··· Records for this exercise ···
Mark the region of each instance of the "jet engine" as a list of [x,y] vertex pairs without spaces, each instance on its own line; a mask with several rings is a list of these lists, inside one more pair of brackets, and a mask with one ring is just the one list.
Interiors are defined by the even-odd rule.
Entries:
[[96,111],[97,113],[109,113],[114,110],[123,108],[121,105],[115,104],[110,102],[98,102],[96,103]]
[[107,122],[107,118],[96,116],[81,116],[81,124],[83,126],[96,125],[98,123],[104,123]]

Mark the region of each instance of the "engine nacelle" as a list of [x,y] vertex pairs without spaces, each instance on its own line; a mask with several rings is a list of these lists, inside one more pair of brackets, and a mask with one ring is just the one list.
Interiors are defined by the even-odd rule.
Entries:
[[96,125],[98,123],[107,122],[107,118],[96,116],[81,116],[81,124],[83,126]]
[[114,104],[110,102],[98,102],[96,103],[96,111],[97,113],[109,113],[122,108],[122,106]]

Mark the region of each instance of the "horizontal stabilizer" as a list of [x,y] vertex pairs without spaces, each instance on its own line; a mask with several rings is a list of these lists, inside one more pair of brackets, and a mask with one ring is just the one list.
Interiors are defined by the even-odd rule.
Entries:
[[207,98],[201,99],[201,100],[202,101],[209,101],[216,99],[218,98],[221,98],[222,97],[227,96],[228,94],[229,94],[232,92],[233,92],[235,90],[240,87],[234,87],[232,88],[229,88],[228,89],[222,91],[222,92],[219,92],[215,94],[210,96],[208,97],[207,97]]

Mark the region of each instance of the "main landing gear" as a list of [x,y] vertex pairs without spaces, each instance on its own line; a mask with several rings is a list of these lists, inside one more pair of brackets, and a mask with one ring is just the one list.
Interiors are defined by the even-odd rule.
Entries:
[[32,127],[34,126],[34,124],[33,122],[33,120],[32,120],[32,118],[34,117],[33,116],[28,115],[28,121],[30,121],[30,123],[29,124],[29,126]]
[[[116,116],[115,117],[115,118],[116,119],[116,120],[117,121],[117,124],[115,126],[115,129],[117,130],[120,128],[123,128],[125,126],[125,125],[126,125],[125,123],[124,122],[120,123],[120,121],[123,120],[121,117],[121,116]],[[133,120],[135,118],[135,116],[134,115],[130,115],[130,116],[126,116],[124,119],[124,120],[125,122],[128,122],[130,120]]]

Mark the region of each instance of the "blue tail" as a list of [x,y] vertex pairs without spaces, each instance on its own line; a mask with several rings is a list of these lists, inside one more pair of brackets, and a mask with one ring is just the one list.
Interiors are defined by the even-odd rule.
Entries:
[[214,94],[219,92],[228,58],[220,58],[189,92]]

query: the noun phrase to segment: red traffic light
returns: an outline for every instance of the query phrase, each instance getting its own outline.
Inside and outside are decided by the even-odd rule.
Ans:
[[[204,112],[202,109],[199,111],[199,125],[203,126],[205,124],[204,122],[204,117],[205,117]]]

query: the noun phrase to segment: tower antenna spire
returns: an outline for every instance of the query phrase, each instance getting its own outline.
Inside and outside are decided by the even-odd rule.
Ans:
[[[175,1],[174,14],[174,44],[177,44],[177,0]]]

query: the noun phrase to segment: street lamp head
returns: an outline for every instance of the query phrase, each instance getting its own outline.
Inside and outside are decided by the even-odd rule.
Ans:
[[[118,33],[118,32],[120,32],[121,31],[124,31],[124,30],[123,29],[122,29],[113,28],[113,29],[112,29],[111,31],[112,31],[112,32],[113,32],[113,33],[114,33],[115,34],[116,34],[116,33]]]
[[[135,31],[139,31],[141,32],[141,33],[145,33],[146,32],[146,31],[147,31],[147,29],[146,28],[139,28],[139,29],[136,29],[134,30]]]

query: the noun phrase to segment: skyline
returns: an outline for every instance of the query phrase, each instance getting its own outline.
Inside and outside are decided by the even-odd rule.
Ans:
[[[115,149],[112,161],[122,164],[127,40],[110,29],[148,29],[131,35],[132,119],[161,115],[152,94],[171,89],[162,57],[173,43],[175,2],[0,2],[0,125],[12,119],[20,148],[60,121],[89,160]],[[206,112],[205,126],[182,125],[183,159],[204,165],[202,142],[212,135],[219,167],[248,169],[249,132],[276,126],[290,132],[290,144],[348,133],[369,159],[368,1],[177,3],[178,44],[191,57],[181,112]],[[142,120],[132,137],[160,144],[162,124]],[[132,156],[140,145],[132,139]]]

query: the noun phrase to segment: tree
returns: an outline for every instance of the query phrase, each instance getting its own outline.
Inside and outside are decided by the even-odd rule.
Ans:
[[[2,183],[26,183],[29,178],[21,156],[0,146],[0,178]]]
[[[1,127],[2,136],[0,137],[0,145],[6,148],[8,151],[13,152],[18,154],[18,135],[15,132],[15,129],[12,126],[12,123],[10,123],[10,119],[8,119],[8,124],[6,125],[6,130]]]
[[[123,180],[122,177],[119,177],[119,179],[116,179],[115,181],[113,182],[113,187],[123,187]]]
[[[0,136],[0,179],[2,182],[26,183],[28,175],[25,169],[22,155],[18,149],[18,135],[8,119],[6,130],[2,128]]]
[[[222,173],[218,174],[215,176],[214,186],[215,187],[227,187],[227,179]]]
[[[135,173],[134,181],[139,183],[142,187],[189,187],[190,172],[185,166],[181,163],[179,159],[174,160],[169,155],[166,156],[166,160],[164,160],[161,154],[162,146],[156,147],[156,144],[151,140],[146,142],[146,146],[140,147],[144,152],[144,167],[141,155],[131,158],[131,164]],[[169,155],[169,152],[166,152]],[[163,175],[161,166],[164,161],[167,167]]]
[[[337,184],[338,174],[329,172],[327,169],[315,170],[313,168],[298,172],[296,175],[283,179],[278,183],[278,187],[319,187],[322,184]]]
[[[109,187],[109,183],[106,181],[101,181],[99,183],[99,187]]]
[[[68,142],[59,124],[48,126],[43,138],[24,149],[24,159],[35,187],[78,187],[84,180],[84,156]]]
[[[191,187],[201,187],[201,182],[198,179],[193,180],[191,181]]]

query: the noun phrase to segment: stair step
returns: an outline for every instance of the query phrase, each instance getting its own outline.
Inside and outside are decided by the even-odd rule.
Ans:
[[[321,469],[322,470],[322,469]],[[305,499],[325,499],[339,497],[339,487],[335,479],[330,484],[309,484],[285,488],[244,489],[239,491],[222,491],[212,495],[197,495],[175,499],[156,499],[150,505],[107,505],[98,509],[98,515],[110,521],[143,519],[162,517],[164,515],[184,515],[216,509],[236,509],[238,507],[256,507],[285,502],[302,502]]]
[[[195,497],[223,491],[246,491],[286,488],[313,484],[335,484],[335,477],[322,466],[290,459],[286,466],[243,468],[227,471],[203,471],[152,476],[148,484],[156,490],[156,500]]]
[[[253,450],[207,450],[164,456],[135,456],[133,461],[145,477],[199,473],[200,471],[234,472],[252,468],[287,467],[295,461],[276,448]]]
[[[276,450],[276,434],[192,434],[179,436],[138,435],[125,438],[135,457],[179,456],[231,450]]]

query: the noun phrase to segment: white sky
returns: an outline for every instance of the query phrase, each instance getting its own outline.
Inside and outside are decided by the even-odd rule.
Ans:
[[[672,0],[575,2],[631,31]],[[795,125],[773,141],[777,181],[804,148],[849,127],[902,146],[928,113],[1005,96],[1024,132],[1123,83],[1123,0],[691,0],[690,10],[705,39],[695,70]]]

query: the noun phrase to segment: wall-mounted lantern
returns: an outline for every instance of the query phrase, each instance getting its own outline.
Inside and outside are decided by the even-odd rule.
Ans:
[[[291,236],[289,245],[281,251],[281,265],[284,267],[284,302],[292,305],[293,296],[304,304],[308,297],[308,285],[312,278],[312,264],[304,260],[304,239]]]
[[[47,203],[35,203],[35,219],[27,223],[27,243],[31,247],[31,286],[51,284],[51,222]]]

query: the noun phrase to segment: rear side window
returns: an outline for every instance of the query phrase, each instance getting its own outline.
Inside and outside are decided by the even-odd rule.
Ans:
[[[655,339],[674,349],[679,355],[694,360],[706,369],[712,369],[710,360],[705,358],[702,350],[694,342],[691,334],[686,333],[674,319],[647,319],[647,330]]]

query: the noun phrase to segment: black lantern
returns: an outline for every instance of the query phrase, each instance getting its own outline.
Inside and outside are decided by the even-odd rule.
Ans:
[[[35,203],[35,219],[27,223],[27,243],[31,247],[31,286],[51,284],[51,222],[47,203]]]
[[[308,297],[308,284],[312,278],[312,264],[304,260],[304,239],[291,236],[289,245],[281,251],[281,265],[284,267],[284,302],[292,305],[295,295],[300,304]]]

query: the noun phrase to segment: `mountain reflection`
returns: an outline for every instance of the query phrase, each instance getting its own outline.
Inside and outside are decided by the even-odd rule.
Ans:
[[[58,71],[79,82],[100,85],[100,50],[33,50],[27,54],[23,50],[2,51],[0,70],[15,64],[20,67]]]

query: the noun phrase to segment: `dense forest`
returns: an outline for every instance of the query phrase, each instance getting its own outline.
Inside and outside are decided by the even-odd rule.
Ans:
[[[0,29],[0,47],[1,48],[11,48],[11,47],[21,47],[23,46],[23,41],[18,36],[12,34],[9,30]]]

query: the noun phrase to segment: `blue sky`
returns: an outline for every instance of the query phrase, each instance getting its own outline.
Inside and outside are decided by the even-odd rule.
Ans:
···
Work required: Rewrite the lines starting at the one that contains "query: the noun phrase to segment: tree" and ending at the one that contains "[[[2,183],[26,183],[29,178],[21,156],[0,146],[0,178]]]", changing "even-odd rule" to "nonzero winding rule" and leaving everything else unchanged.

Right answer:
query: the noun phrase to segment: tree
returns: an outline for every instance of the query phrase, each instance getting its own outline.
Inside and outside are decided by the nonzero winding rule.
Ans:
[[[2,183],[26,183],[29,178],[21,156],[0,146],[0,178]]]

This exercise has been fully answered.